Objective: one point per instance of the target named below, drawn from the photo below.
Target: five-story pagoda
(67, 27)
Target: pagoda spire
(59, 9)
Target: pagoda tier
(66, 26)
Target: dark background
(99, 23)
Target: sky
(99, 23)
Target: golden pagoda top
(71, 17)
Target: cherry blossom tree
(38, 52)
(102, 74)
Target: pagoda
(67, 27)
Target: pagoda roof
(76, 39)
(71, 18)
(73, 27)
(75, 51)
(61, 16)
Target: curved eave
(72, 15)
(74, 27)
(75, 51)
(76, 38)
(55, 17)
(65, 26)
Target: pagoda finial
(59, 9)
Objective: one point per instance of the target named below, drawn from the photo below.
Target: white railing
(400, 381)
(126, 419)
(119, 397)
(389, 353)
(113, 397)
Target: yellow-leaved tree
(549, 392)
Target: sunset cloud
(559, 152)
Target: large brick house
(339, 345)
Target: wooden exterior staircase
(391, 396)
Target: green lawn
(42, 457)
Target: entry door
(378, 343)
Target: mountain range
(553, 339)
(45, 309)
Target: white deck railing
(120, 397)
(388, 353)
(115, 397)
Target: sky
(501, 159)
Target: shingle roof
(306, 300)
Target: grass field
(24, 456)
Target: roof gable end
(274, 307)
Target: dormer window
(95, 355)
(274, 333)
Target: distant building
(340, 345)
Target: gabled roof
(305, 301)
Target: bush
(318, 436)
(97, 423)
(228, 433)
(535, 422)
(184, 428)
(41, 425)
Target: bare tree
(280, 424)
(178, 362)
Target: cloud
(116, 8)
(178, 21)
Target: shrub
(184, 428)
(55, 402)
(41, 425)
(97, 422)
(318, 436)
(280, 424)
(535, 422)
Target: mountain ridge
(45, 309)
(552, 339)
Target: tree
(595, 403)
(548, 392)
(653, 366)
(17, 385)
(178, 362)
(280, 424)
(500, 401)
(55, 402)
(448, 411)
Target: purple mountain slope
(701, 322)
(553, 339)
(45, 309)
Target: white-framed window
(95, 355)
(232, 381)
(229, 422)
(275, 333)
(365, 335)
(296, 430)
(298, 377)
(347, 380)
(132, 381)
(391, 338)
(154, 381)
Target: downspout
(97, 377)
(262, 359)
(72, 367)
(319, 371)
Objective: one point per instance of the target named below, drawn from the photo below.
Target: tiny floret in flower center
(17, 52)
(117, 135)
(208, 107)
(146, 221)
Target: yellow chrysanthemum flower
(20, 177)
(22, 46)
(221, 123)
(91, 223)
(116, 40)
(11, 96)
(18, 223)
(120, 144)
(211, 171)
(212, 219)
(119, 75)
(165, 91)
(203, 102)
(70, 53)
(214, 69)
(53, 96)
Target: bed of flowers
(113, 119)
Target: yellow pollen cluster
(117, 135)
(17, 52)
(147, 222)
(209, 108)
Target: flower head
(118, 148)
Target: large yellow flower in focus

= = =

[Your objective]:
Repeat all of the records above exactly as they appear.

[Written response]:
Objective: one point per instance of the target named below, drawn from the photo below.
Target: five-story pagoda
(67, 27)
Target: pagoda spire
(59, 9)
Target: pagoda tier
(66, 26)
Target: dark background
(99, 23)
Target: sky
(99, 23)
Target: golden pagoda top
(71, 17)
Target: cherry blossom tree
(38, 52)
(102, 74)
Target: pagoda
(67, 27)
Target: pagoda roof
(76, 39)
(71, 18)
(73, 27)
(75, 51)
(61, 16)
Target: curved eave
(72, 15)
(74, 27)
(75, 51)
(76, 38)
(55, 17)
(65, 26)
Target: pagoda finial
(59, 9)
Objective: one point per instance of the target named below, drawn from the photo below.
Target: white railing
(400, 381)
(126, 419)
(119, 397)
(389, 353)
(113, 397)
Target: yellow-leaved tree
(549, 392)
Target: sunset cloud
(559, 152)
Target: large brick house
(339, 345)
Target: wooden exterior staircase
(391, 396)
Target: green lawn
(42, 457)
Target: entry door
(378, 343)
Target: mountain range
(553, 339)
(45, 309)
Target: white deck railing
(120, 397)
(388, 353)
(115, 397)
Target: sky
(501, 159)
Target: shingle roof
(306, 300)
Target: grass field
(24, 456)
Target: roof gable end
(274, 307)
Target: dormer window
(95, 355)
(274, 333)
Target: distant building
(340, 345)
Target: gabled roof
(305, 301)
Target: bush
(318, 436)
(97, 423)
(228, 433)
(535, 422)
(184, 428)
(41, 425)
Target: bare tree
(280, 424)
(178, 362)
Target: cloud
(116, 8)
(178, 21)
Target: shrub
(184, 428)
(55, 402)
(41, 425)
(97, 422)
(318, 436)
(280, 424)
(535, 422)
Target: mountain ridge
(45, 309)
(552, 339)
Target: tree
(595, 403)
(548, 392)
(653, 366)
(17, 385)
(178, 362)
(280, 424)
(500, 401)
(55, 402)
(448, 411)
Target: purple mountain slope
(701, 322)
(553, 339)
(45, 309)
Target: white-framed window
(95, 355)
(232, 381)
(229, 422)
(275, 333)
(365, 335)
(296, 430)
(298, 377)
(347, 380)
(132, 381)
(391, 338)
(154, 381)
Target: downspout
(97, 377)
(262, 359)
(72, 367)
(319, 371)
Objective: one point per instance of the target named below, drawn from the photo below.
Target: tiny floret in flower center
(17, 52)
(117, 135)
(208, 107)
(146, 221)
Target: yellow chrysanthemum flower
(20, 177)
(22, 46)
(221, 123)
(91, 223)
(116, 40)
(11, 96)
(18, 223)
(120, 144)
(211, 171)
(212, 219)
(119, 75)
(165, 91)
(203, 102)
(70, 53)
(214, 69)
(53, 96)
Target: bed of flowers
(113, 119)
Target: yellow pollen cluster
(117, 135)
(17, 52)
(147, 222)
(209, 108)
Target: flower head
(118, 148)
Target: large yellow flower in focus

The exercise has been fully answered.